It took a while, but the Bruins' best players needed the time to get their legs underneath them, but once they did, they had one of the more dominant top lines in the game, as Brad Marchand, Patrice Bergeron and David Pastrnak took the game by storm and they imposed their will on most nights. It was too bad, for their sake, that the Lightning had an answer for them or else they could be the ones in the Stanley Cup Finals these days, they were looking that good.
Things were looking quite questionable for the Bruins heading into the summer last year, as there were a number of question marks about the team that needed answering. When it came down to it though, their best players were their best players and they didn't look out of place in the overall standings.

_Object detection data_
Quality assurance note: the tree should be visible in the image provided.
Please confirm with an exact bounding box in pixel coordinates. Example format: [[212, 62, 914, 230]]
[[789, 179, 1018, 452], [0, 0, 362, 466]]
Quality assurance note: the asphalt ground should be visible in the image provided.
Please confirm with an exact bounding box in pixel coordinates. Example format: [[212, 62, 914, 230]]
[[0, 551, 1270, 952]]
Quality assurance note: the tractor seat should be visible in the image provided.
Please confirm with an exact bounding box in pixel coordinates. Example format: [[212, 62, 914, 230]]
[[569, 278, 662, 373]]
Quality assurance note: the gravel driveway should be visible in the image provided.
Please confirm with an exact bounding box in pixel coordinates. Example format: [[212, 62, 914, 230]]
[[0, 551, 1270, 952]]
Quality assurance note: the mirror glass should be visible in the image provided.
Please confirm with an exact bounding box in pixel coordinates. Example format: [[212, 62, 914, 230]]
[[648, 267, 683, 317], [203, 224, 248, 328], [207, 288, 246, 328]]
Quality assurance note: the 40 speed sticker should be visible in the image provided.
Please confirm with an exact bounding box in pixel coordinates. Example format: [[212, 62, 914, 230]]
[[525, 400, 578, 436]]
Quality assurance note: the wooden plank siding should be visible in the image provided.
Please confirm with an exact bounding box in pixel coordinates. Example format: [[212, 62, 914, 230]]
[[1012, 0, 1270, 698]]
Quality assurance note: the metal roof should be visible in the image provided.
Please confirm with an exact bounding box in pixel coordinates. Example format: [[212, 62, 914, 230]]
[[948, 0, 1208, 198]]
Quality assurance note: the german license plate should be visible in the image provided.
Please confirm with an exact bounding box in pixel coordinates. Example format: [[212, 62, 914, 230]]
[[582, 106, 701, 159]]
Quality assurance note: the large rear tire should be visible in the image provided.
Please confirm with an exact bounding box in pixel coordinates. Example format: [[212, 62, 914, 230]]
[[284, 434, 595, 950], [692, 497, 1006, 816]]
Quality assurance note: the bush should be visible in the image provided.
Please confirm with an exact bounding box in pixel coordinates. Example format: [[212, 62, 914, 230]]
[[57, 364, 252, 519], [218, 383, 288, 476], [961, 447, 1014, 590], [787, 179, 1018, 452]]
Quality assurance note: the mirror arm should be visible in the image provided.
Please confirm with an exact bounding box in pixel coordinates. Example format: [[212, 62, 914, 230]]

_Required tasks_
1/ Answer these from the Bruins passage:
(a) Which three players made up the Bruins' top line?
(b) Which team had an answer for that line?
(c) What did the Bruins face heading into the summer last year?
2/ Extend the Bruins passage, picking up right after its last sentence.

_Task-by-task results_
1/
(a) Brad Marchand, Patrice Bergeron and David Pastrnak.
(b) The Lightning.
(c) A number of question marks about the team that needed answering.

2/
The trials and tribulations of Brad Marchand in the 2018 season were very well documented. Injuries in November and another lengthy suspension in January limited his season to only 68 games for the Bruins, but he was a dominant offensive force, finishing with 34 goals and 85 points, finishing with one of the best scoring rates in the league and 18th overall in pool scoring. His antics may have continued into the playoffs, but so did his scoring, but again, it was the Lightning, capable of shutting him and his line down, made for their eventual downfall. Marchand has been excellent in the last couple seasons, but he does come with a warning label, take at your own risk.
The Bruins were very active in the scoring department, finishing with 14 players in the hockey pool conversation. Pastrnak and Bergeron were not very far behind Marchand up front, while Danton Heinen, David Krejci, Jake DeBrusk, Riley Nash, Rick Nash and David Backes were all among the pool worthy forwards. On defense, Torey Krug, Charlie McAvoy and Zdeno Chara led the charge, while both goalies, Tuukka Rask and Anton Khudobin were among the top 50 at their position. The Bruins offered up some good depth in the year and it is a promising sign moving forward into the 2019 season.
What I Said Last Year, At This Time...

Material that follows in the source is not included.